_YOUR INSTRUCTIONS_:
Return every line in the rows below that contains the string "spatula".
══ RECORDS SUPPLIED ══
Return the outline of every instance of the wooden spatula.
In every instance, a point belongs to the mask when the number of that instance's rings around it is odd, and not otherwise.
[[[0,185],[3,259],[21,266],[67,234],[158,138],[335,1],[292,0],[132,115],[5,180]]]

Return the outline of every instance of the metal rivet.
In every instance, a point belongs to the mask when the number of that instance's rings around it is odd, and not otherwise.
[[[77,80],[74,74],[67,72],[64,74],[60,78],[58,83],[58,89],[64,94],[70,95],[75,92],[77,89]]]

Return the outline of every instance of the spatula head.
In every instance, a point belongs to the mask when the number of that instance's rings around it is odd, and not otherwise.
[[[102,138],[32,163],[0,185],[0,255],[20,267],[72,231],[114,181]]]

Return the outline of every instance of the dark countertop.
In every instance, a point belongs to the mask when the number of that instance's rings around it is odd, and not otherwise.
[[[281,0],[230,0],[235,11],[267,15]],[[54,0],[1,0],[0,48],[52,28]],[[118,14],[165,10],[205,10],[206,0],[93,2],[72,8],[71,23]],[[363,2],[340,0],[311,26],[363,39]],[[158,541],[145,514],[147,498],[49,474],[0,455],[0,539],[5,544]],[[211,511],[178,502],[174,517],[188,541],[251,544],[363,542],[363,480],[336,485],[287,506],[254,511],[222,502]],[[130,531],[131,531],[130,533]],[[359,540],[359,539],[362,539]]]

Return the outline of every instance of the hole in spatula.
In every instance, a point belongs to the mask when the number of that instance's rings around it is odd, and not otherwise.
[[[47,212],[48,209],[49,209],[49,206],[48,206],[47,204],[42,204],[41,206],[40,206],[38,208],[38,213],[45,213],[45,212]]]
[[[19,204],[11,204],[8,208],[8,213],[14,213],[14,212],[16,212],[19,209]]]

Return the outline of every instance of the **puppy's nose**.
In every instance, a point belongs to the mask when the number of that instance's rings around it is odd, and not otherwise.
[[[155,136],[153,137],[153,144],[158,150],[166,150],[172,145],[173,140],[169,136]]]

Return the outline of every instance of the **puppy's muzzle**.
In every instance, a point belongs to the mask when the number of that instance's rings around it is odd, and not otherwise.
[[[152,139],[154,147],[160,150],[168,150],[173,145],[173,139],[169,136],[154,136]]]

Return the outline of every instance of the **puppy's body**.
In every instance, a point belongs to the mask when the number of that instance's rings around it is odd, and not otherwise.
═══
_RESPONSE_:
Return the outline of every instance of the wooden spatula.
Return the outline of every instance of the spatula head.
Return the outline of every instance of the hole in spatula.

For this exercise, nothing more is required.